● **TEXTO PROPORCIONADO**:
^^^^

ESPIDO FREIRE¿Dónde radica la integridad del ser humano? ¿Qué le convierte en íntegro, en persona? ¿En la mente, en el cuerpo? ¿Habita el alma en los ojos? ¿En el rostro? ¿En las manos?

Clint Hallam no soporta su mano. La simple visión de sus dedos, de la muñeca, de las uñas romas, le resulta dolorosa y deprimente. Podría formar parte de un caso normal de fobia corporal: miles de mujeres no soportan sus caderas, sus piernas o sus labios, y la rinoplastia se nutre de insatifechos con sus narices. Pero Clint Hallam no encuentra tiempo para esas tibiezas: su mano, monstruo deforme, se aferra a él y aferra las cosas con ansia, con vida propia.

La mano de Clint Hallam no es su mano. La suya la perdió en una cárcel australiana. No parece mal lugar para perder una mano, un país de canguros, koalas y decepciones olímpicas. Sin embargo, nadie se resigna fácilmente a quedarse sin mano. Le buscaron una nueva y le mandaron a Francia. Tampoco parece mal sitio para encontrar una mano.

^^^^

● **TAREAS**:
1/ Contesta estas preguntas sobre el texto de la mano de Clint Hallam:
(a) ¿Dónde perdió Clint Hallam su mano?
(b) ¿A qué país lo mandaron después de buscarle una mano nueva?
(c) ¿Qué partes del cuerpo no soportan miles de mujeres, según el texto?
2/ Repite, por favor, sin cambiar nada, un fragmento del texto sobre la mano de Clint Hallam. Empieza en las palabras "ESPIDO FREIRE¿Dónde radica" y termina después de "rostro? ¿En las manos?".
3/ Reescribe de forma más breve el párrafo del texto sobre la mano de Clint Hallam que empieza con "Clint Hallam no soporta su mano", sin perder sus datos principales.
Responde basándote solo en el texto.

● **DATOS PROPORCIONADOS**:
^^^^

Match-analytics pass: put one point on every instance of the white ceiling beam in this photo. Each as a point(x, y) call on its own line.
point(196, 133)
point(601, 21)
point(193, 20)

^^^^

● **RESULTADOS**:
1/
(a) En una cárcel australiana.
(b) A Francia.
(c) Sus caderas, sus piernas o sus labios.

2/
ESPIDO FREIRE¿Dónde radica la integridad del ser humano? ¿Qué le convierte en íntegro, en persona? ¿En la mente, en el cuerpo? ¿Habita el alma en los ojos? ¿En el rostro? ¿En las manos?

3/ A Clint Hallam le resulta dolorosa y deprimente la sola visión de su mano: los dedos, la muñeca y las uñas romas. Podría parecer una fobia corporal corriente, como la de miles de mujeres con sus caderas, piernas o labios, o la de quienes recurren a la rinoplastia por su nariz. Pero su caso no es tan tibio: su mano, un monstruo deforme, se aferra a él y aferra las cosas con ansia, como si tuviera vida propia.